> Questions de travail
[1] Modifie le passage de l'extrait allant de « Ton bruit préféré ? » à « dernier fou rire! » en y remplaçant « pluie » par « neige », puis donne ce passage en entier.
[2] Traduis en anglais cette phrase de l'extrait : « J’avais vraiment les chocottes de créer une page facebook qui ne fonctionnerait pas. »

Quelle est la décision la plus importante que tu aies prise ?

Mettre de côté mes études cette année pour réaliser ce projet. Et lancer la page facebook en novembre dernier, alors que j’étais encore seul à travailler sur le projet. Je me suis mis un coup de jus pour m’obliger à lancer le projet! Cela ma permis de recruter sur les réseaux sociaux les membres de mon équipe (17 personnes). J’avais vraiment les chocottes de créer une page facebook qui ne fonctionnerait pas. Aujourd’hui on est presque 1000, depuis 3 mois, et j’espère que ça va continuer!

 

Quelle est ta devise ?

La vie est belle.

 

Ton pire cauchemar ?

J’en ai plus d’un!. Je choisirais, mourir trop jeune.

 

Ton bruit préféré ?

 La pluie dehors quand je suis dans mon lit.

 

Ton dernier fou rire ?

Je rigole tout le temps! Je prends la vie du bon côté! Mais je ne me souviens pas de mon dernier fou rire!

 

De quoi ne te sépares tu jamais ?

Mon portable, et mes clés!

 

Ton app indispensable ?

> Données enregistrées
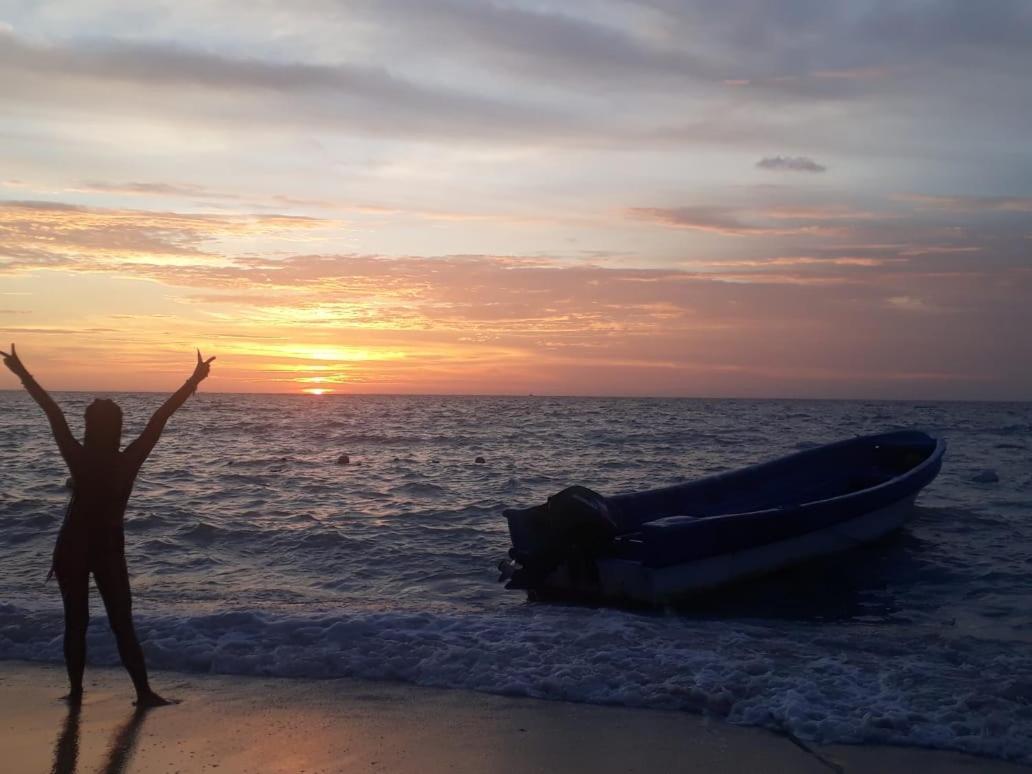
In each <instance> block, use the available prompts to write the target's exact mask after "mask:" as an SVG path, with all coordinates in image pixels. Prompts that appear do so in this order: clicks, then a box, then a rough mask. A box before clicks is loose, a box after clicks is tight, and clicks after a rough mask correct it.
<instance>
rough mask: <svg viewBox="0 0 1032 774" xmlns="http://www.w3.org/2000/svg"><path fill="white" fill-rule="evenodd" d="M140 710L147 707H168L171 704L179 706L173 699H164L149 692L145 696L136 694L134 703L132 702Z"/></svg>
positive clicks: (145, 694)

> Réponses par consigne
[1]
Ton bruit préféré ?

 La neige dehors quand je suis dans mon lit.

 

Ton dernier fou rire ?

Je rigole tout le temps! Je prends la vie du bon côté! Mais je ne me souviens pas de mon dernier fou rire!

[2] I was really scared of creating a Facebook page that wouldn't work.